"""

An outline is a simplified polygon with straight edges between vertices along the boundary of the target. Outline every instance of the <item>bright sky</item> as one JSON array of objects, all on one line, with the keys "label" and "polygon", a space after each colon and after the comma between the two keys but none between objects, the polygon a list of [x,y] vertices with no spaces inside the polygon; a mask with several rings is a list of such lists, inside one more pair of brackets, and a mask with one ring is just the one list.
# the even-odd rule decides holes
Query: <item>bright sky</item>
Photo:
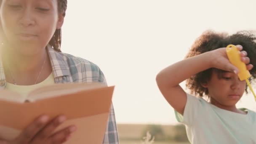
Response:
[{"label": "bright sky", "polygon": [[[61,48],[97,64],[116,86],[118,123],[175,124],[157,74],[182,59],[205,30],[255,30],[256,6],[254,0],[68,0]],[[251,93],[237,106],[256,111]]]}]

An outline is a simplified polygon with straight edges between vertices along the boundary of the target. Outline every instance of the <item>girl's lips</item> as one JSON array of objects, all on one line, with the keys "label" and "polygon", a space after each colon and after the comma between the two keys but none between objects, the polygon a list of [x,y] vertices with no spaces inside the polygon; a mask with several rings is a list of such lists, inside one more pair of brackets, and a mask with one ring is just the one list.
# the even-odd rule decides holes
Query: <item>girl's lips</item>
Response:
[{"label": "girl's lips", "polygon": [[240,96],[237,94],[230,94],[228,95],[228,97],[232,99],[237,99],[240,98]]}]

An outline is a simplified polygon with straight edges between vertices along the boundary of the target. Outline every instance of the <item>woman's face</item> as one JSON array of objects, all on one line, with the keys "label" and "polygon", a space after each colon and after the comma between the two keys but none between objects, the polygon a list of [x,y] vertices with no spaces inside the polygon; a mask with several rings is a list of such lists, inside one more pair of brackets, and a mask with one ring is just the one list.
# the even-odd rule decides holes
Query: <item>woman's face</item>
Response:
[{"label": "woman's face", "polygon": [[4,45],[7,42],[16,52],[28,55],[42,51],[63,24],[57,0],[2,1]]}]

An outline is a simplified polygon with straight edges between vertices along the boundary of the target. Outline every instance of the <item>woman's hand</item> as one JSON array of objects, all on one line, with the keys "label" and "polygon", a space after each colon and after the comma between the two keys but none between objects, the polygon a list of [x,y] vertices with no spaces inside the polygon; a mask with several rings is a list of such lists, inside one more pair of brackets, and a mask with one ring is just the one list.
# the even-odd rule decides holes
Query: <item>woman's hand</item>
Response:
[{"label": "woman's hand", "polygon": [[8,141],[2,139],[0,144],[62,144],[70,137],[76,127],[70,126],[52,134],[56,128],[66,120],[60,115],[50,120],[43,115],[36,119],[15,140]]}]

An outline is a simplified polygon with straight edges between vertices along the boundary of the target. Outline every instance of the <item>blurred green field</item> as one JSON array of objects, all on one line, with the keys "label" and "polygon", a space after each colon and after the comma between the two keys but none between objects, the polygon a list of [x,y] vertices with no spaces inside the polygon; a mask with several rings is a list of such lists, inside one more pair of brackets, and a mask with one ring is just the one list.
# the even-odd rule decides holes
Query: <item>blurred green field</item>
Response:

"""

Required work:
The line containing "of the <item>blurred" marks the start; retype it and each line after it through the end of the records above, exactly.

Task output:
An outline is a simplified polygon with straight edges between vertices along the boundary of the target. Outline every instance of the <item>blurred green field</item> as one JSON array of objects, all on one line, with the keys "label" and "polygon", a space after each colon and after the comma between the two keys but none between objects, the polygon a list of [x,y] vertices with no spaces inside the polygon; a mask with several rings is a list of such lists, inside one more pair of brackets, and a mask with one ring is just the one list.
# the even-odd rule decides holes
Query: <item>blurred green field</item>
Response:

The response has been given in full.